→ **Problems to work on**:
- A) In the Orlando review, give the passage starting with "Some operas are" and going on through "very witty trio." again, swapping "Angelica" for "Isabella".
- B) According to the Orlando review, what present comes with the news that Dorinda has been dumped?

→ **Source document**:

Fool for love: Handel’s Orlando at the Barbican

Some operas are just begging for a strapline: and if Orlando had one, it would surely be “Dorinda’s Dreadful Day”. First, Dorinda is plagued by doubts that the handsome African prince Medoro truly loves her (which he doesn’t), but optimistically decides to give him the benefit of the doubt, because she loves him. Then she’s informed of the fact she has been summarily dumped: even worse, it’s Medoro’s new girlfriend Angelica (Orlando’s erstwhile love) who gives her the bad news, along with a rather tactless present (a ring). Angelica and Medoro then together smother the broken-hearted Dorinda with a Smug Couples barrage of useless advice: “Don’t worry; you’ll find someone else; you’re a lovely person; you have so much love to give”, etc, all as infuriating as it is patronising, and Dorinda’s response is understandably bitter, producing a very witty trio.

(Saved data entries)
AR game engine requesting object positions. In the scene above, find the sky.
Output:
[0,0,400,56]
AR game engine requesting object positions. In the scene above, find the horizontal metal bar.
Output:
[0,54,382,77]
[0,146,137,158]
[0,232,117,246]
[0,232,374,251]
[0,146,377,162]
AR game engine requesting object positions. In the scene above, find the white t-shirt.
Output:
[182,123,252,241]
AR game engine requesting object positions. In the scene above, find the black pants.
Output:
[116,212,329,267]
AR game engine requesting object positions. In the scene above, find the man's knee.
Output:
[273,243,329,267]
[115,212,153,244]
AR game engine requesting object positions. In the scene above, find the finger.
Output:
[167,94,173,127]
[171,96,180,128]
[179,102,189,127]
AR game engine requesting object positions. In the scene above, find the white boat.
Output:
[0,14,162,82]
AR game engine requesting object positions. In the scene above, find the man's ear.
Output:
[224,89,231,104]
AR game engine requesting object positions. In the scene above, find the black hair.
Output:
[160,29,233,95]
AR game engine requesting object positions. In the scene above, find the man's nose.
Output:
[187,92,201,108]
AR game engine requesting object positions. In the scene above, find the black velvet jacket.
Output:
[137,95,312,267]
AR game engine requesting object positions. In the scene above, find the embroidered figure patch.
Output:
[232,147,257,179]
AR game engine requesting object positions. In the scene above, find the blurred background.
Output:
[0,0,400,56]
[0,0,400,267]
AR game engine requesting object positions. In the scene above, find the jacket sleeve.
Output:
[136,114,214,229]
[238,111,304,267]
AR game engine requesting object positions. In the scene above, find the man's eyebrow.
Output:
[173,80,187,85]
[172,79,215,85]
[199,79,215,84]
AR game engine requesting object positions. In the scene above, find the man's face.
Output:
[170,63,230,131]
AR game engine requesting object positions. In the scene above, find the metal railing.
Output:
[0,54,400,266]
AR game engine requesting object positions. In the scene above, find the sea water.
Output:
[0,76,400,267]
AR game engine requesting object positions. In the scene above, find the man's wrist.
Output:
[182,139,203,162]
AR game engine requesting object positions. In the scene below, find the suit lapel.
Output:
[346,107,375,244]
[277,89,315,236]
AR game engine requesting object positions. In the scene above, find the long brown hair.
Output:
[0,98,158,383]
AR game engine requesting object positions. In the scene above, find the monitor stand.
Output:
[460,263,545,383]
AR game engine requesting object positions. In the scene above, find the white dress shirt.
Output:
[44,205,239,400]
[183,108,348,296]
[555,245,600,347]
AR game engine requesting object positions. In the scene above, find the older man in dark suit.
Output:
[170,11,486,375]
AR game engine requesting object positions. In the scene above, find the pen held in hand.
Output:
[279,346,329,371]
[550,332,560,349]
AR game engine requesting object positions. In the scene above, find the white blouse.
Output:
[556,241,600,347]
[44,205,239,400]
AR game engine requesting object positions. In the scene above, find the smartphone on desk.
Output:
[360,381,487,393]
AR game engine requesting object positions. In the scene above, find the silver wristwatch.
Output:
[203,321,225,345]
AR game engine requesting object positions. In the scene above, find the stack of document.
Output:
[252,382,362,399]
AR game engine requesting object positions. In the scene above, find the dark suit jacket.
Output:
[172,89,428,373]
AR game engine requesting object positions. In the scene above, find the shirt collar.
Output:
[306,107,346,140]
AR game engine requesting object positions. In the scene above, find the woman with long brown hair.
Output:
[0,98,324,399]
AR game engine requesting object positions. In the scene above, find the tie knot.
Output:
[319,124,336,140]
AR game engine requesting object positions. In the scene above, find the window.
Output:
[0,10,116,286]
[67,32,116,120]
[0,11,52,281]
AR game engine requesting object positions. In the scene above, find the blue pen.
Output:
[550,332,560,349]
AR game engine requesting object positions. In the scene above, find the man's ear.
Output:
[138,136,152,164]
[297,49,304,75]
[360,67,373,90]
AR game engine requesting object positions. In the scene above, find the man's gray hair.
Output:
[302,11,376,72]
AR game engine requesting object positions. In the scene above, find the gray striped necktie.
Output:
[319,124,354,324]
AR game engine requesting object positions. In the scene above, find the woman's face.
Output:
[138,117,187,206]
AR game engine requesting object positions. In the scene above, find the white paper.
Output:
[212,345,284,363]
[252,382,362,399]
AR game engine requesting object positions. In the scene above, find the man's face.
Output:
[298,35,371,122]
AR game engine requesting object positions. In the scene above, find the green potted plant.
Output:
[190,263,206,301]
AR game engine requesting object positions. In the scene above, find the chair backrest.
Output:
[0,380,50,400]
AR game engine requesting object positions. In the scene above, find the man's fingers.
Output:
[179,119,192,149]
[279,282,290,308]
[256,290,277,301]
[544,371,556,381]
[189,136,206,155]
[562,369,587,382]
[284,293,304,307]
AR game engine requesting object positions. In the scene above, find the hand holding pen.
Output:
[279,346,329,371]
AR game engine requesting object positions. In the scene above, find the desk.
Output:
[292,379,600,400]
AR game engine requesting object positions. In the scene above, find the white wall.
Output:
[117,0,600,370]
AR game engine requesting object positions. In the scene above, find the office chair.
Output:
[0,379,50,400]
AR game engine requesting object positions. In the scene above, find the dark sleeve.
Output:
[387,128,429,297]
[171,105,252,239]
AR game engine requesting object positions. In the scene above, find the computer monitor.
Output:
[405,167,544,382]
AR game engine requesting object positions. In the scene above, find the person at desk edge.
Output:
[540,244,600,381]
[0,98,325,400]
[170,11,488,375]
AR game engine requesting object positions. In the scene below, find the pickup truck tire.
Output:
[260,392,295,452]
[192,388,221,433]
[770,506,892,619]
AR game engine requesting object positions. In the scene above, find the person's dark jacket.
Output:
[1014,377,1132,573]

→ **Answers to the tasks**:
- A)
Some operas are just begging for a strapline: and if Orlando had one, it would surely be “Dorinda’s Dreadful Day”. First, Dorinda is plagued by doubts that the handsome African prince Medoro truly loves her (which he doesn’t), but optimistically decides to give him the benefit of the doubt, because she loves him. Then she’s informed of the fact she has been summarily dumped: even worse, it’s Medoro’s new girlfriend Isabella (Orlando’s erstwhile love) who gives her the bad news, along with a rather tactless present (a ring). Isabella and Medoro then together smother the broken-hearted Dorinda with a Smug Couples barrage of useless advice: “Don’t worry; you’ll find someone else; you’re a lovely person; you have so much love to give”, etc, all as infuriating as it is patronising, and Dorinda’s response is understandably bitter, producing a very witty trio.

- B) A ring.